**Reading passage:**
.....
It is difficult to be certain what came next in the building sequence, but a leading candidate is the outer aisle on the south side of the nave, which presumably replaced the five chapels contracted for in 1387. The reason for suggesting this is that the porch that is shown in early views as projecting from its middle bay appears to have borne a strikingly similarity to the south nave porch at Linlithgow St Michael, in having image tabernacles flanking the entrance arch and a most unusual polygonal oriel lighting an upper storey. The work on the nave of Linlithgow is not closely dated, though it is likely to have been drawing to a close when James IV made a gift to the work in 1489,(19) because it was complete enough for the master mason John French to be buried in the north aisle in the same year. A replica of the oriel was made by Burn for the west end of the truncated aisle. The round-headed door within the porch was eventually relocated to the east side of Lorimer’s vestibule to the Thistle Chapel. The piers of the outer south nave aisle follow the form that was established in the Albany Aisle and continued in the extended choir and Preston Aisle, though the closest similarities are with the last of those; as with the two latter cases, the diagonally-directed piers are keeled rather than filleted. It was perhaps only at this stage that quadripartite vaults were constructed over both south nave aisles. That in the inner aisle survives and is differentiated from the north aisle vault by the provision of longitudinal and transverse ridge ribs. The vault in the outer aisle was removed when Burn remodelled that aisle, and only the wall ribs remain visible along the north side, below those of Burn’s plaster vault.  

The external climax of St Giles is the tower capped by a crown steeple that was raised over the central crossing, and which is thought most likely to date from around 1500. The upper stage of the two-stage tower is of a similar design to that at Haddington St Mary, in having groups of three single lights to each face, and within the tower is what appears to be the medieval bell frame. The crown steeple was probably built soon afterwards, since provision was made in the tower’s upper internal walls for the seating of the flyers that carry the top pinnacle. The St Giles crown steeple is one of only three known to have been built in Scotland, the others being at King’s College Chapel in Aberdeen, and at Linlithgow St Michael, the latter of which has been destroyed. It is possible however, that they were also planned for Haddington St Mary and Dundee St Mary on the evidence of the treatment of the wall-heads there. At St Giles the crown steeple has eight flyers, and it appears that the same number was planned at Haddington and Dundee, though the two others that were built had only four flyers.
.....
(Source data)

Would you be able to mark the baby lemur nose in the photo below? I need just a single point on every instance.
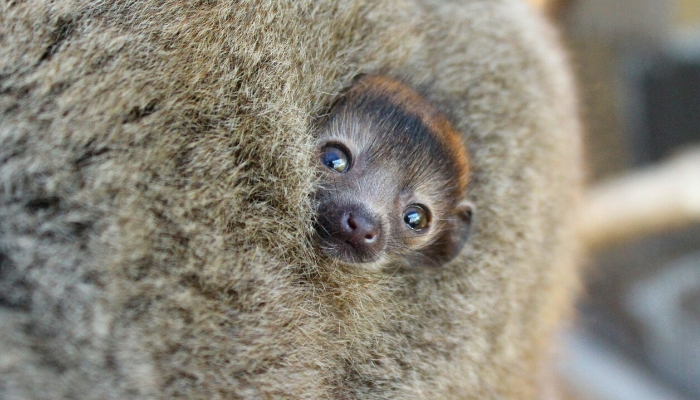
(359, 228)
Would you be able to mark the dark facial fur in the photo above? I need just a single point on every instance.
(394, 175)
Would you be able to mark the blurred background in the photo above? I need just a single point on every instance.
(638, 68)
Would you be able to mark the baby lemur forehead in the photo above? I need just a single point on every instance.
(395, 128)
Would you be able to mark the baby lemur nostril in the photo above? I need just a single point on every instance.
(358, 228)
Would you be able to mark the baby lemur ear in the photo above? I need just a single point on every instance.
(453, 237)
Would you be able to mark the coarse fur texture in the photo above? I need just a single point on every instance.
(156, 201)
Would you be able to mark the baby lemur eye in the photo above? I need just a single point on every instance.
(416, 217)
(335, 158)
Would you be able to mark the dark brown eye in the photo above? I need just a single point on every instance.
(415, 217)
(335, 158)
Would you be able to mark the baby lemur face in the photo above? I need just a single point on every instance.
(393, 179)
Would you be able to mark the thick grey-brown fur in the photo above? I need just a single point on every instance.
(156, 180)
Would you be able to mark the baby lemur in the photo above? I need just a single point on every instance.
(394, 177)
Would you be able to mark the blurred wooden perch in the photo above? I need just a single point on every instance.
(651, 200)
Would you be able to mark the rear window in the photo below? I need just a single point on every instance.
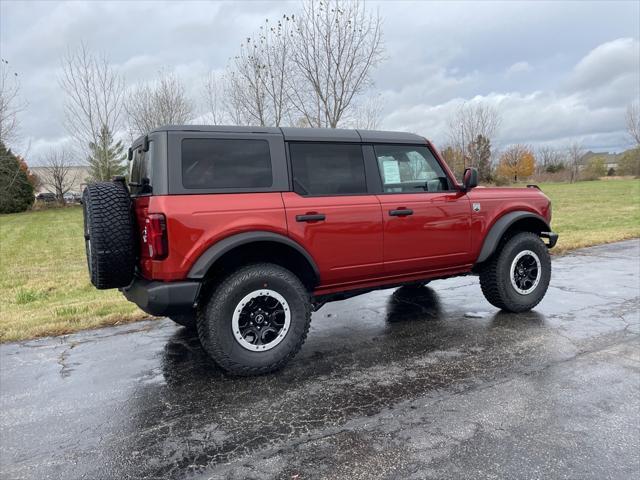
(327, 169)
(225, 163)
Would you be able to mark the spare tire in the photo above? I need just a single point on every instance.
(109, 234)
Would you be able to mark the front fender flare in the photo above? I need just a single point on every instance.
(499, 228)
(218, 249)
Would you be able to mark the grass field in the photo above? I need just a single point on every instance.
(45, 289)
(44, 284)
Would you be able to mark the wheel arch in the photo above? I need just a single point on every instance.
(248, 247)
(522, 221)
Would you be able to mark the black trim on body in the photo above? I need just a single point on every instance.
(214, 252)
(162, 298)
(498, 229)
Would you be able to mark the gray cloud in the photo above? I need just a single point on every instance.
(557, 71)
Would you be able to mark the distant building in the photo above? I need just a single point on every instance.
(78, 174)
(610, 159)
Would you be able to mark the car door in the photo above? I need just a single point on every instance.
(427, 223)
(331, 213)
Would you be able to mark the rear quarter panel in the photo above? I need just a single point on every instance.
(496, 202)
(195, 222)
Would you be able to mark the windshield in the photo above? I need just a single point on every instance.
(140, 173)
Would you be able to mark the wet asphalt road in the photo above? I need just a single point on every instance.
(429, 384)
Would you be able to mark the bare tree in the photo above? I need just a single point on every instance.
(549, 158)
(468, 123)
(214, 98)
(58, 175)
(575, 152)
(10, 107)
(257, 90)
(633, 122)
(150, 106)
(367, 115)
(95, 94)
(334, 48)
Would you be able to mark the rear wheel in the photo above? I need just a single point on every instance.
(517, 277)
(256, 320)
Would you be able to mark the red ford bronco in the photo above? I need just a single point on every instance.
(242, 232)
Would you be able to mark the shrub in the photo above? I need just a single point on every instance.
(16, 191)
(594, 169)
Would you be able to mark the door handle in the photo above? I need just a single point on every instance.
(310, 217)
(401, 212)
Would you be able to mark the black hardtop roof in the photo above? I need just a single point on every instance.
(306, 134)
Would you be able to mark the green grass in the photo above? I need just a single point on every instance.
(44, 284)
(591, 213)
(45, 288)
.....
**Set problem A:**
List every person named in the passage on St Giles.
**Set problem B:**
Carry on the passage on St Giles from its final sentence.

**Task response A:**
James IV, John French, Burn, Lorimer

**Task response B:**
Crown steeples must be understood as the culmination of a long process that can be traced from the later thirteenth century onwards, in which masons working at a wide variety of scales had shown a growing fascination with extremes of architectural complexity combined with an apparent wish to suggest that the masonry with which they were working was able to defy gravity. This fascination with micro-architectural detailing is perhaps first evident in two-dimensional drawn and inscribed designs, from manuscripts to tomb slabs and monumental brasses, in which the absence of weight imposed no restrictions on the fantasies of the artist. It is also seen at a relatively small scale in artefacts such as shrines worked in precious metals, in choir stall canopies and episcopal thrones carved from timber, in tombs cut from stone, and in screens constructed of both timber and stone. But perhaps inevitably, it was in proposals for church towers, which were the parts of buildings intended to aspire most effortlessly towards the heavens, that the supremely daring experiments were to be made.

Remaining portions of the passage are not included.